How many lines in the entries below contain the word "orange"? Reply with the number only.
+++++
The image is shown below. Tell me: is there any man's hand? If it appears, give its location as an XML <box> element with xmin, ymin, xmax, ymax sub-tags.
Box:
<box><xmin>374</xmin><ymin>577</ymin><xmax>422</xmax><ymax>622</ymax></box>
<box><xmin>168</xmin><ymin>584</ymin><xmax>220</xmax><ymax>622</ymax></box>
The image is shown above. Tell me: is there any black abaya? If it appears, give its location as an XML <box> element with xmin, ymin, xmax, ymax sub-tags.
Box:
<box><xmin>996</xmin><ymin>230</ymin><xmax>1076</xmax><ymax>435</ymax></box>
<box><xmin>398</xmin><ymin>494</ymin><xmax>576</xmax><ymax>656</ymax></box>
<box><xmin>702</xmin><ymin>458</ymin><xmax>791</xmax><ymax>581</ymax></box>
+++++
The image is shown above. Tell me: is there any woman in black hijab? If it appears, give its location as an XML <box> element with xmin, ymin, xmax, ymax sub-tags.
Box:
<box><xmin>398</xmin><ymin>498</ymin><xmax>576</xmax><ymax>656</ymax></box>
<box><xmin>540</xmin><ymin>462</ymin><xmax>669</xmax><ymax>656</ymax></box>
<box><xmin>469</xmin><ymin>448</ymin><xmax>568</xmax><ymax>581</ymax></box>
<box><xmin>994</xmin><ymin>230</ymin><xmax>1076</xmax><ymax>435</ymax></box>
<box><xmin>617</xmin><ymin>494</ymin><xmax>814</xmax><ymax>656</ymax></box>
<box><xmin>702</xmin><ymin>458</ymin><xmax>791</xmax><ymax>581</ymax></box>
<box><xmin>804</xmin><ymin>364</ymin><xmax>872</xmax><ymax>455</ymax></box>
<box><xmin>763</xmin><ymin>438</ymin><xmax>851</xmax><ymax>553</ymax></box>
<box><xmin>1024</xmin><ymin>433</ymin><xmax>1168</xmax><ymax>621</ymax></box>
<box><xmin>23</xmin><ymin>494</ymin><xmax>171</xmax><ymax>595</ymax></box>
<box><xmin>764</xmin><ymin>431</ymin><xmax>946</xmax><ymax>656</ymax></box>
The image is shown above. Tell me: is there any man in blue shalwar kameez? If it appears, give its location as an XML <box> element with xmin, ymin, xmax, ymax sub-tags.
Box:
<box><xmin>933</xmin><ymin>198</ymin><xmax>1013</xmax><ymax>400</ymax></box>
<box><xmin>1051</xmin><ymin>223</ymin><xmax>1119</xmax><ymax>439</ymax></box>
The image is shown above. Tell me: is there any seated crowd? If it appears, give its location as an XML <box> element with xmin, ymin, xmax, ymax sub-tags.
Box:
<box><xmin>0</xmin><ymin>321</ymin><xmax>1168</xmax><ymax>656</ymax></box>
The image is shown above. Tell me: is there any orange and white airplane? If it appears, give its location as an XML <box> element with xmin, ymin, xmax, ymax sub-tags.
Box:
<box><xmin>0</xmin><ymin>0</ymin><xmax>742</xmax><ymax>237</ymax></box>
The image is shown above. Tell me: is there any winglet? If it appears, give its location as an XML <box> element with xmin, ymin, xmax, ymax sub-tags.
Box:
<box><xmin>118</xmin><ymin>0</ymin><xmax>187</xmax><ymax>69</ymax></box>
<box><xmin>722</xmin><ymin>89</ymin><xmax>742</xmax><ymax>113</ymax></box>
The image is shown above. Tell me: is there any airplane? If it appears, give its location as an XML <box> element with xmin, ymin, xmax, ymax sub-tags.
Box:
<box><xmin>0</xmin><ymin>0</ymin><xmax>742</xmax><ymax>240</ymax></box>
+++++
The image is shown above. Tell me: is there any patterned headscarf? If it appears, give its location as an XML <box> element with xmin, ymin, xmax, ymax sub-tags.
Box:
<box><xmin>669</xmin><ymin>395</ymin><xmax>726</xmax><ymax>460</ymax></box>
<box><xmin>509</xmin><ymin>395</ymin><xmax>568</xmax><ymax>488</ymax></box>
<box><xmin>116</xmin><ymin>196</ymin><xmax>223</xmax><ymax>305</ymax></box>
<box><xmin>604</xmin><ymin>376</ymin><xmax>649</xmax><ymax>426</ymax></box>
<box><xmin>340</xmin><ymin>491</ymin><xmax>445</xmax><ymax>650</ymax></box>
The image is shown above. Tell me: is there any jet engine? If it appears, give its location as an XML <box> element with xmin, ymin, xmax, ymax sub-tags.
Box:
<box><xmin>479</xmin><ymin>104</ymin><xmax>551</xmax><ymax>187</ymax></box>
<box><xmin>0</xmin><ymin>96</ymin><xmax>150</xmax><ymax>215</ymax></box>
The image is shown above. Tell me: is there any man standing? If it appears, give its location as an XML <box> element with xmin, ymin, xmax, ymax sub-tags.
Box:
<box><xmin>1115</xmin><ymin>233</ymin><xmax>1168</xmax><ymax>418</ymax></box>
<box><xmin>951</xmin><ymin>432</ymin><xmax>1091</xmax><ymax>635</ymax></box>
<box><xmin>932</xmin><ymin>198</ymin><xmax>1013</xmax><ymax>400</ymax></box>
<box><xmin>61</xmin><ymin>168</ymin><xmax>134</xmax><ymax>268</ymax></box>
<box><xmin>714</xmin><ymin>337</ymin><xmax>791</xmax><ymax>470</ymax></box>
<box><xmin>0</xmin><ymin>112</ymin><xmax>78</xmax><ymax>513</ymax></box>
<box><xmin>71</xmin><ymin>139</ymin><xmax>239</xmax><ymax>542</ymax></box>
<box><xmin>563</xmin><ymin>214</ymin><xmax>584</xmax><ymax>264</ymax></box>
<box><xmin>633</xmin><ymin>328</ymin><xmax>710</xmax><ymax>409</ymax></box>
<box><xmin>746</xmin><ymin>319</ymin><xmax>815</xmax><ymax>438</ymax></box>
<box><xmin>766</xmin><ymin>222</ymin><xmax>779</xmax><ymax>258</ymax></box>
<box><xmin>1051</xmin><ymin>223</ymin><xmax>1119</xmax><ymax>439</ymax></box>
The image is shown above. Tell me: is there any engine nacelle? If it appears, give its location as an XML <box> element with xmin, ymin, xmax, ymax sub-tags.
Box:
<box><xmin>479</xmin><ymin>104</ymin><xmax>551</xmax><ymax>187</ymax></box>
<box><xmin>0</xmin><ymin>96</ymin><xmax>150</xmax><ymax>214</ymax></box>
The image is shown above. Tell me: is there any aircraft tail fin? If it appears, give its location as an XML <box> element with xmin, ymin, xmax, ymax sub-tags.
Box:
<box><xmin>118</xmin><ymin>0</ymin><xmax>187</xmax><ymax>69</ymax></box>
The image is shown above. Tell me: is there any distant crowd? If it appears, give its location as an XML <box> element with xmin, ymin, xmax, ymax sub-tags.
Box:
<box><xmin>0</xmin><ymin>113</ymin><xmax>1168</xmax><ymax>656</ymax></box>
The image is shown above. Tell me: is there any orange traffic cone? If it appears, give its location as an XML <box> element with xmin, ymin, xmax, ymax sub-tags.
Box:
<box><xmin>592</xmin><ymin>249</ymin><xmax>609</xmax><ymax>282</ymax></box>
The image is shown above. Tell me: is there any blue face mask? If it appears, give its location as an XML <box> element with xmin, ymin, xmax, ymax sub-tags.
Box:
+++++
▶ [Result for this exercise] 2